■ WRITTEN TASK ■
Render each line of the material below as an item in a numbered list, skipping blank lines and leaving out the pictures.

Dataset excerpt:
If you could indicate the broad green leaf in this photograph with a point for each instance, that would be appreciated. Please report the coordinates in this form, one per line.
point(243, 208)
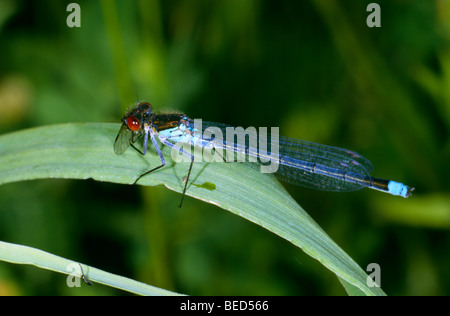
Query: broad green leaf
point(85, 150)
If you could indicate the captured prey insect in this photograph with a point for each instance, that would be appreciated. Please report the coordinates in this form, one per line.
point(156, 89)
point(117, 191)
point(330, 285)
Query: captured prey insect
point(300, 162)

■ SOLVED PROBLEM ■
1. If you could indicate the broad green leaf in this photograph with a point for each instance, that would be appreciated. Please report the coordinates in this form, one per line.
2. point(243, 208)
3. Query: broad green leaf
4. point(85, 150)
5. If you could indicate the captured prey insect in this photograph with a point for each instance, that would be appreciated. Please report the coordinates in this form, one per line.
6. point(156, 89)
7. point(117, 191)
8. point(330, 285)
9. Query: captured prey insect
10. point(300, 162)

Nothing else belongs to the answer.